_本文_
これは新たな「天邪鬼ビジネス」の種になるでしょう。
この方法を試すと、たとえば「環境に優しいのに、見た目が地味すぎるエコ商品が嫌い」といった意外な声が見つかるかもしれません。
そこから「派手でゴージャスなエコ商品専門店」といった斬新なコンセプトが生まれる可能性があります。
▽
天邪鬼ビジネスの成功は、多数派との差別化をいかに魅力的に伝えるかにかかっています。
ここでもAIの出番です。
たとえば、「電子書籍の時代に、あえて紙にこだわる書店」を開業するとしましょう。
AIに「電子書籍の便利さと、それでも紙の本を愛する理由を対比させた店舗コンセプト文」を作成させれば、感情に訴えかける魅力的なストーリーが簡単に得られます。
さらに「紙の本だけを扱う書店のキャッチコピーを10案出して」と頼めば、思いもよらない切り口が見つかるかもしれません。
AIに「SNS非対応の宿泊施設の魅力をSNSで拡散するための投稿文」を作らせると、その矛盾した状況を生かした心憎いコピーも出てきます。
「あなたがここで見た景色は、写真では伝えられない。だから写真は撮れません」といった具合に。
▽
少数派のニーズには、本人たちも自覚していないことがあります。
AIとのブレインストーミングは、そんな「気づいていない不満」を発掘するのに役立ちます。
「カフェイン断ちカフェ」の例でいえば、AIに「カフェインレスドリンクに対する不満点と、その解決方法」を尋ねてみましょう。
すると「味が薄い」「選択肢が少ない」といった課題と共に、「発酵茶葉の深い香りを活かす」「スパイスの複雑さで満足感を高める」といった具体的なアイデアが返ってきます。
これを発展させて「カフェイン断ちカフェで出すべきドリンク5種類のレシピと、その魅力的な説明文」を作成させれば、メニュー開発の土台が整います。
さらに「カフェイン断ちを支援するための空間づくりのアイデア」と尋ねれば、内装や雰囲気づくりのヒントも得られるでしょう。
また、たとえば、「デジタルデトックス旅行」の企画を考える際、AIを活用したケースを想像してみましょう。
まず「デジタル機器がない生活で人々が感じる不安と、その対処法」をAIに尋ね、次に「デジタルデトックス中に提供すべき代替活動」のアイデアを出してもらう。
これをもとに、参加者の不安を和らげつつ充実感を高めるプログラムを組み立てることができます。
▽
少数派をターゲットにするビジネスの最大の懸念は「本当に市場性があるのか」という点です。
ここでもAIは頼もしい相談相手になります。
たとえば「マヨネーズ嫌いのコミュニティビジネスの収益モデルとして考えられるもの」と問いかければ、会員制、イベント収入、グッズ販売など複数の可能性が示されます。

_作業課題 1_
本文によると、天邪鬼ビジネスの成功は何にかかっていますか。
_作業課題 2_
本文の「さらに「カフェイン断ちを支援」から「を組み立てることができます。」までの部分を、「代替活動」を「気分転換の活動」に入れ替えて書き直してください。

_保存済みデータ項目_

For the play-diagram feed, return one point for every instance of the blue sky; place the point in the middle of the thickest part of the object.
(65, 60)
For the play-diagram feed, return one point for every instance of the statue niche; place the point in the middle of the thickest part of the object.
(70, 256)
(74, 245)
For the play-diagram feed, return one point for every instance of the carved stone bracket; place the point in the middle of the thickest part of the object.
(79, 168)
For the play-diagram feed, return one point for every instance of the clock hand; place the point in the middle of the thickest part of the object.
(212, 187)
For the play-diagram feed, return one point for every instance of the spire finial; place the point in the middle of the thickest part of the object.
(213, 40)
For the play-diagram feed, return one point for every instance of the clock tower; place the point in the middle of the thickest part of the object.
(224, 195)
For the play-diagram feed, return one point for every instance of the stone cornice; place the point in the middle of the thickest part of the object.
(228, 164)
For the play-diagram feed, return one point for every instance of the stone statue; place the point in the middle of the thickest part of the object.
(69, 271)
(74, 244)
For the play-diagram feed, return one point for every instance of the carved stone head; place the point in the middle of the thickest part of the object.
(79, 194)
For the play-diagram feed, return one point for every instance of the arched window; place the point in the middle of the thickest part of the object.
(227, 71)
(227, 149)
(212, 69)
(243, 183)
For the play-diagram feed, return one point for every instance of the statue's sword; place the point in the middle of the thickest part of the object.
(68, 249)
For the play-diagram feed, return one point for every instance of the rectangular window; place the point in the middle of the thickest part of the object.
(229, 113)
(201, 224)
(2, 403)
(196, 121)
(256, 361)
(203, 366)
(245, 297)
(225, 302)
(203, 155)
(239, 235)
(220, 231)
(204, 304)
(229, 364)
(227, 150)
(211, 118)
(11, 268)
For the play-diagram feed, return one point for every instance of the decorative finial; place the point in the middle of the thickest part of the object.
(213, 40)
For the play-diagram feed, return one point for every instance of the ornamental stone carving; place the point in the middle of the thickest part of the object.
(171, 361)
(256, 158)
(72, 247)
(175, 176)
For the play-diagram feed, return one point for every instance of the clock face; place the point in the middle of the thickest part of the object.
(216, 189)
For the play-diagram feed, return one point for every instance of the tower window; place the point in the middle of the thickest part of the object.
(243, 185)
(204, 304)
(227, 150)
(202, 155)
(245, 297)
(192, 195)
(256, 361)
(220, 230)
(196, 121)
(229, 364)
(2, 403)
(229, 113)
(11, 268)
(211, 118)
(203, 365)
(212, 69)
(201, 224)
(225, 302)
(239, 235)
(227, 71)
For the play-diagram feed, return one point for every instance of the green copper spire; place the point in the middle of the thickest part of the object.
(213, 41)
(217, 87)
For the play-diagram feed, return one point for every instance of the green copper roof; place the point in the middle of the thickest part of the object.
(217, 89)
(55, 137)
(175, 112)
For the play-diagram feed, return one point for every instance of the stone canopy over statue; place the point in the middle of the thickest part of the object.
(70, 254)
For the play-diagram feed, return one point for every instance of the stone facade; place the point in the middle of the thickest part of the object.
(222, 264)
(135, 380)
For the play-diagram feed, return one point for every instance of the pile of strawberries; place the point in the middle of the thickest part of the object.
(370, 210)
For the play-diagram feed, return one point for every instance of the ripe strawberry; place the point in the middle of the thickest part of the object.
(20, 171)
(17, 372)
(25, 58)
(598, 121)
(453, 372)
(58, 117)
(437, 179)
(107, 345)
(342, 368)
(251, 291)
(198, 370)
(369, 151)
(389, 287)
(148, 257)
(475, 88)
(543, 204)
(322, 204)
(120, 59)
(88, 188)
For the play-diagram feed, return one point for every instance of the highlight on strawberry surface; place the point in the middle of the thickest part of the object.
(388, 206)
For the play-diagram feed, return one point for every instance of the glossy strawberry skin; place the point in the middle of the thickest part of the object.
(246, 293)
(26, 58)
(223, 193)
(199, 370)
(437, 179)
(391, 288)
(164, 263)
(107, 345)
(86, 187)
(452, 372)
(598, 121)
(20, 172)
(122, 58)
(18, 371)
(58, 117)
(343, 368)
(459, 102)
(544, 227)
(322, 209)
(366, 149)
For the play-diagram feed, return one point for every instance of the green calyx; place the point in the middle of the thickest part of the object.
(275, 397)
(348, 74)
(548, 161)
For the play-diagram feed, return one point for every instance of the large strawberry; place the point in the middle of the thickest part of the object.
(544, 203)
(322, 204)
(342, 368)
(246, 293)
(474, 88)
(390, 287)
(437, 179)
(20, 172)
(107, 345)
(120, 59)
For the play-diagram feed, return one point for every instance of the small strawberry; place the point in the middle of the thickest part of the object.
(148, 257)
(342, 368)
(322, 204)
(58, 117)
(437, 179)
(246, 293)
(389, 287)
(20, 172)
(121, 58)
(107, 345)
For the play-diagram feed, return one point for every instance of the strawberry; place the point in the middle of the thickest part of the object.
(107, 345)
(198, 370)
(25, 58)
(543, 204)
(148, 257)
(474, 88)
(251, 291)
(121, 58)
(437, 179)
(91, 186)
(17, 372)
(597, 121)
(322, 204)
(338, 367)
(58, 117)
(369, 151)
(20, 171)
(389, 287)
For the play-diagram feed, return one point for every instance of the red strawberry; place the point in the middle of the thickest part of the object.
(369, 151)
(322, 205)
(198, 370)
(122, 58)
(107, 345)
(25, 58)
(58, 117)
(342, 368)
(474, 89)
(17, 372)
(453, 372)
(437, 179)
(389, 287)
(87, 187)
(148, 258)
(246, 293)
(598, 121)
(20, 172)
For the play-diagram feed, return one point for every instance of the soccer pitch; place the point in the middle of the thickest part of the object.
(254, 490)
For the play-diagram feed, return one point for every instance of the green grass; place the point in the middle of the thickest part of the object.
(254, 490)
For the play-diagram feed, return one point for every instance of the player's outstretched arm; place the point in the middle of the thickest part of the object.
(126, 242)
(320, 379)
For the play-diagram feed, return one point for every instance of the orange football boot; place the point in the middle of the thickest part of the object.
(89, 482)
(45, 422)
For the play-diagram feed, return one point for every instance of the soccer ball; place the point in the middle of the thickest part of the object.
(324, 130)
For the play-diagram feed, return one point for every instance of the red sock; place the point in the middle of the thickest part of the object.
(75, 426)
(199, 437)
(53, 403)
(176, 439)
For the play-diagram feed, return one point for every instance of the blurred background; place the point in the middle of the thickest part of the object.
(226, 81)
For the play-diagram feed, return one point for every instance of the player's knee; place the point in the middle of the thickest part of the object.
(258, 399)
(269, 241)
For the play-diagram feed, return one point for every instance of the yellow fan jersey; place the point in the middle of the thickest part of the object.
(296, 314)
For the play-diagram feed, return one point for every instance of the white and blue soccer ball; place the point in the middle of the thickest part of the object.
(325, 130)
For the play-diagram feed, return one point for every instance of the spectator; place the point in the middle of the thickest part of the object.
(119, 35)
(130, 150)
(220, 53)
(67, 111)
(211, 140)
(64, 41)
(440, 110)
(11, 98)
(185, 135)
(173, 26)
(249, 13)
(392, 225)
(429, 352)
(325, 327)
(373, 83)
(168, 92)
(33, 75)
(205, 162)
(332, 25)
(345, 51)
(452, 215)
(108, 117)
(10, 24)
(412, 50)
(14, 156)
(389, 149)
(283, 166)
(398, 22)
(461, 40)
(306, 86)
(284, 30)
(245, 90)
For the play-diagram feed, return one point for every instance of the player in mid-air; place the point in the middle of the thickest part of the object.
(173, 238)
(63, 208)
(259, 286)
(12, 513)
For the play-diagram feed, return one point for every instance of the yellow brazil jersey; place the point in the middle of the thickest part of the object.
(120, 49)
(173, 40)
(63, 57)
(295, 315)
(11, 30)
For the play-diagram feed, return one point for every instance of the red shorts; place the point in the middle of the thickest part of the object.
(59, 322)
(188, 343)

_解答例 1_
多数派との差別化をいかに魅力的に伝えるかにかかっています。

_解答例 2_
さらに「カフェイン断ちを支援するための空間づくりのアイデア」と尋ねれば、内装や雰囲気づくりのヒントも得られるでしょう。
また、たとえば、「デジタルデトックス旅行」の企画を考える際、AIを活用したケースを想像してみましょう。
まず「デジタル機器がない生活で人々が感じる不安と、その対処法」をAIに尋ね、次に「デジタルデトックス中に提供すべき気分転換の活動」のアイデアを出してもらう。
これをもとに、参加者の不安を和らげつつ充実感を高めるプログラムを組み立てることができます。